Instructions to follow:
Go through the following data and transcribe exactly the stretch of lines from the one holding "positive clicks: (94, 239)" to the one holding "positive clicks: (7, 366) (17, 338)", both included.

Stored records:

+--

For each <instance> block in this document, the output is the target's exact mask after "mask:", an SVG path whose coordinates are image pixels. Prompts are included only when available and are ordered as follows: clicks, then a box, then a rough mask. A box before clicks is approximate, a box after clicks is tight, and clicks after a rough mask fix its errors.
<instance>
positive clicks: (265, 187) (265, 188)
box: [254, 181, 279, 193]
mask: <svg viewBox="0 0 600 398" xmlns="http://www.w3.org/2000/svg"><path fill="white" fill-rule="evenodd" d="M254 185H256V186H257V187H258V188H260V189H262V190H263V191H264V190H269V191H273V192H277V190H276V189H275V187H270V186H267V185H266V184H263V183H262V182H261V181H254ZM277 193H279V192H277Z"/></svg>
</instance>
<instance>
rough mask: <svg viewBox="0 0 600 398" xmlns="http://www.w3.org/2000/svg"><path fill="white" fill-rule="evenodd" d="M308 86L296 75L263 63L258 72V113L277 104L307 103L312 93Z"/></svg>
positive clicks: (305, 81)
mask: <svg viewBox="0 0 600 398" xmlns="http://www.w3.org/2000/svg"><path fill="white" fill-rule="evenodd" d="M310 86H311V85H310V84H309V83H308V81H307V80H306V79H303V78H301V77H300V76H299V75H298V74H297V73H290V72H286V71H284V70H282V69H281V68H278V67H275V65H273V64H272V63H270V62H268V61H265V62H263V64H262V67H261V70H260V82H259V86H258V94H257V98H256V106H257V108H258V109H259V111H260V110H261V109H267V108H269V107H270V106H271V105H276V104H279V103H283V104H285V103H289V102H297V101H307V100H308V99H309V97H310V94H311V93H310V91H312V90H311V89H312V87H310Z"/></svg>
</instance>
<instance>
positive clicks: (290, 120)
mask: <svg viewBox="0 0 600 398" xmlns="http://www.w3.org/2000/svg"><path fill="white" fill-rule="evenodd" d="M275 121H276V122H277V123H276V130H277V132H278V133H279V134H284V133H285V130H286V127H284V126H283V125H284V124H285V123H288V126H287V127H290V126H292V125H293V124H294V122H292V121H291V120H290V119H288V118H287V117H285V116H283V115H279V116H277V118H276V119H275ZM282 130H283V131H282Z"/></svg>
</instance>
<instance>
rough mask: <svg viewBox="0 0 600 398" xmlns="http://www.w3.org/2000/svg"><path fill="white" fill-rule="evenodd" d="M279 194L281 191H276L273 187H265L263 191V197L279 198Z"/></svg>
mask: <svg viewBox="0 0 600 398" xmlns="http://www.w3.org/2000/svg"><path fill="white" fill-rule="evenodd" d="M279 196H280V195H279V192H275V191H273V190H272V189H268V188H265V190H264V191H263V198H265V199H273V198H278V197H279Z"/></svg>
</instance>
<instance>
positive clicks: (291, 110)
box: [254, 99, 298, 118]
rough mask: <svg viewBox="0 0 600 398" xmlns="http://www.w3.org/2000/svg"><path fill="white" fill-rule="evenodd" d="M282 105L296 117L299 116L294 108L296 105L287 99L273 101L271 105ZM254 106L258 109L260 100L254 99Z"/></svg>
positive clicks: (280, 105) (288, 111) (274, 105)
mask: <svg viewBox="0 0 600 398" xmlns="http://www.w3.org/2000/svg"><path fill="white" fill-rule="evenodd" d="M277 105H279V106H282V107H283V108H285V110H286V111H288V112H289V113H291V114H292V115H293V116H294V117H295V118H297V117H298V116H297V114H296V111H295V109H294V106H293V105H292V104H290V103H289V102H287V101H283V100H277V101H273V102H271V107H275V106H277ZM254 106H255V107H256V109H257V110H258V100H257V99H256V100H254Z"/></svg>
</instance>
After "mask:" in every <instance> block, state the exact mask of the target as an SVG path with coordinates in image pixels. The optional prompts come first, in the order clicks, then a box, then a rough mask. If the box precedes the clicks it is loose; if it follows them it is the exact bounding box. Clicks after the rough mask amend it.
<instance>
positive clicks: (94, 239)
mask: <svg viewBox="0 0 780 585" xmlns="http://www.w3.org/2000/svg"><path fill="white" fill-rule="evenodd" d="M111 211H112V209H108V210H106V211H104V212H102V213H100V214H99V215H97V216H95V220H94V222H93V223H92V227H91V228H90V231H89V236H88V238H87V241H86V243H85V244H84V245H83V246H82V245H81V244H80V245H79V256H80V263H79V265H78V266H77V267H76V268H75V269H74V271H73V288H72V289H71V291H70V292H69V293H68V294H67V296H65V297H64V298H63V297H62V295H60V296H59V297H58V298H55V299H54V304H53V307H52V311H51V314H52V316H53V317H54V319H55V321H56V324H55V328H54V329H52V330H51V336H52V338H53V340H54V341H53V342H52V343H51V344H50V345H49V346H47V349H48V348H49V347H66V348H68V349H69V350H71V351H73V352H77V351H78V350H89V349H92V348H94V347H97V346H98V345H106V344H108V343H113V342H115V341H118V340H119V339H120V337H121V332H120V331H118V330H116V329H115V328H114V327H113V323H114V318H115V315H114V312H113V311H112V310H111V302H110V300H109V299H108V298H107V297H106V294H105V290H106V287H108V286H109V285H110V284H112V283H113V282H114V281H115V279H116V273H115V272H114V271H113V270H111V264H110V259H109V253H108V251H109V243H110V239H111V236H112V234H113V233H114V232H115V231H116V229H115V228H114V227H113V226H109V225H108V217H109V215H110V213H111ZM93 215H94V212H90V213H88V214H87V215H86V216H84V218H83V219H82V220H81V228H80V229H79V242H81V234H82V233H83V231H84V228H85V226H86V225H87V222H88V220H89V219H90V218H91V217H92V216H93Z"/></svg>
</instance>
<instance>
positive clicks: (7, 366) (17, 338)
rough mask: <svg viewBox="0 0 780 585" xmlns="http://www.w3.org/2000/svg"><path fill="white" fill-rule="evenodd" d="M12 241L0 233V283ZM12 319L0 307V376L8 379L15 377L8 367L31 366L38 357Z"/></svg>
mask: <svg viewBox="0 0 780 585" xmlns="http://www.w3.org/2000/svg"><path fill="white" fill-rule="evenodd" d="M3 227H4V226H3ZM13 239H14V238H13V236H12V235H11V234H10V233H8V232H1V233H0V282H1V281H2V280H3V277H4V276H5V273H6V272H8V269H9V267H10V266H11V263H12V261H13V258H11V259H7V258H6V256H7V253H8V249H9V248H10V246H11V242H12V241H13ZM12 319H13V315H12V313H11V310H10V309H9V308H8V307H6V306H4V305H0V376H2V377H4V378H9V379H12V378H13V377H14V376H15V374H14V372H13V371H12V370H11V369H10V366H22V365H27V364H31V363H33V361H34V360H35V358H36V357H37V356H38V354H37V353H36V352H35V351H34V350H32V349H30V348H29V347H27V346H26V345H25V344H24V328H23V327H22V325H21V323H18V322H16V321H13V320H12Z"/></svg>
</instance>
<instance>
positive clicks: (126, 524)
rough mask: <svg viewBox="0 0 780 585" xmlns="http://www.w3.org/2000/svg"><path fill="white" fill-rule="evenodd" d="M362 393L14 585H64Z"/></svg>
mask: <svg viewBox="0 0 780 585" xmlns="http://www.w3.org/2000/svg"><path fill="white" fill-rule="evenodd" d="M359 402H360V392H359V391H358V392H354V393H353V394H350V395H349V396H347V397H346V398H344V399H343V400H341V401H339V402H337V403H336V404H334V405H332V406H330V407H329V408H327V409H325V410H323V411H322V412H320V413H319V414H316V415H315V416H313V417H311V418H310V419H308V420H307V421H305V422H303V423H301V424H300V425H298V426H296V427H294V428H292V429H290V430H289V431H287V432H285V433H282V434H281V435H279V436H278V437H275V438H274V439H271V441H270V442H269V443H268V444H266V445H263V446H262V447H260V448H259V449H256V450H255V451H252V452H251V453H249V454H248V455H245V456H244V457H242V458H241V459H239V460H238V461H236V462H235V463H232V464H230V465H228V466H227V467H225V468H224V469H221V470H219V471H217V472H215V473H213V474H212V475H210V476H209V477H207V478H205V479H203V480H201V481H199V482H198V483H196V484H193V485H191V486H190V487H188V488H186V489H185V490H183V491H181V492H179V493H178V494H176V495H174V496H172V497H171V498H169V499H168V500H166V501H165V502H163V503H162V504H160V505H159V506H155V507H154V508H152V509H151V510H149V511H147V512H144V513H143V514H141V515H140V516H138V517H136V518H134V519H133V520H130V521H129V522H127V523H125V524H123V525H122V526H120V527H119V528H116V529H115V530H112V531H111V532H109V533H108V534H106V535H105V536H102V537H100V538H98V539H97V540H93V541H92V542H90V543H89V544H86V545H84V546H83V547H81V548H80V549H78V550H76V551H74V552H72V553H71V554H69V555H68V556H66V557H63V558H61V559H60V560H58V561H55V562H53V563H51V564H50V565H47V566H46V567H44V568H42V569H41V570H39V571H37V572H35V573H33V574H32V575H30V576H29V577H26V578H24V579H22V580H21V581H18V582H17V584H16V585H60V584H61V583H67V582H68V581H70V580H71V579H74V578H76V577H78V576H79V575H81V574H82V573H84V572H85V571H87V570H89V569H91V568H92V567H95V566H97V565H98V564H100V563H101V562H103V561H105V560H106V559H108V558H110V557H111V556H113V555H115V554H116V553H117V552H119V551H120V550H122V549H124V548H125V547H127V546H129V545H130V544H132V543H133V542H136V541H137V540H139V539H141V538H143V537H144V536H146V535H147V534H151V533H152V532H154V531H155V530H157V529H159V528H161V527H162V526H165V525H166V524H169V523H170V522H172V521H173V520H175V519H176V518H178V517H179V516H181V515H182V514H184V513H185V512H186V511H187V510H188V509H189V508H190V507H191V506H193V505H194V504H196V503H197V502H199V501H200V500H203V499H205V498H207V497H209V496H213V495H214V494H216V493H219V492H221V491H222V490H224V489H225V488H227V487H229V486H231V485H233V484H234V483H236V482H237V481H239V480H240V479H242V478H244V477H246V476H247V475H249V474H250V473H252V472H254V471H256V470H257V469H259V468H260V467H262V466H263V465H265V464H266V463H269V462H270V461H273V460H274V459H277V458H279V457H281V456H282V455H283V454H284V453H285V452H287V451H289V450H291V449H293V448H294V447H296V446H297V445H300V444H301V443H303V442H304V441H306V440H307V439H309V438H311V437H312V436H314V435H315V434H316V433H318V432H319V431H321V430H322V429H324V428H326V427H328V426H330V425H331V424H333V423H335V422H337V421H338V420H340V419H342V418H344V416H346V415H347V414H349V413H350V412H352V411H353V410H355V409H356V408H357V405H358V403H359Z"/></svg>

+--

Result for this exercise:
positive clicks: (94, 239)
mask: <svg viewBox="0 0 780 585" xmlns="http://www.w3.org/2000/svg"><path fill="white" fill-rule="evenodd" d="M111 211H112V209H108V210H106V211H104V212H102V213H100V214H99V215H97V216H95V220H94V222H93V223H92V227H91V228H90V231H89V236H88V238H87V241H86V243H85V244H84V245H83V246H82V245H81V244H80V245H79V256H80V263H79V265H78V266H77V267H76V268H75V269H74V271H73V288H72V289H71V291H70V292H69V293H68V294H67V296H65V297H64V298H63V297H62V295H60V296H59V297H58V298H55V299H54V304H53V307H52V311H51V314H52V316H53V317H54V319H55V321H56V324H55V328H54V329H52V330H51V336H52V338H53V340H54V341H53V342H52V343H51V344H50V345H49V346H47V349H48V348H49V347H66V348H68V349H69V350H71V351H73V352H77V351H78V350H89V349H92V348H94V347H97V346H98V345H106V344H108V343H113V342H115V341H118V340H119V339H120V337H121V332H120V331H118V330H116V329H115V328H114V327H113V323H114V318H115V315H114V312H113V311H112V310H111V302H110V300H109V299H108V298H107V297H106V294H105V290H106V287H108V286H109V285H110V284H112V283H113V282H114V281H115V279H116V273H115V272H114V271H113V270H111V264H110V259H109V253H108V251H109V243H110V239H111V236H112V234H113V233H114V232H115V231H116V229H115V228H114V227H113V226H109V225H108V217H109V215H110V213H111ZM93 215H94V212H90V213H88V214H87V215H86V216H84V218H83V219H82V220H81V228H80V229H79V242H81V234H82V233H83V231H84V228H85V226H86V225H87V222H88V220H89V219H90V218H91V217H92V216H93Z"/></svg>
</instance>
<instance>
positive clicks: (7, 366) (17, 338)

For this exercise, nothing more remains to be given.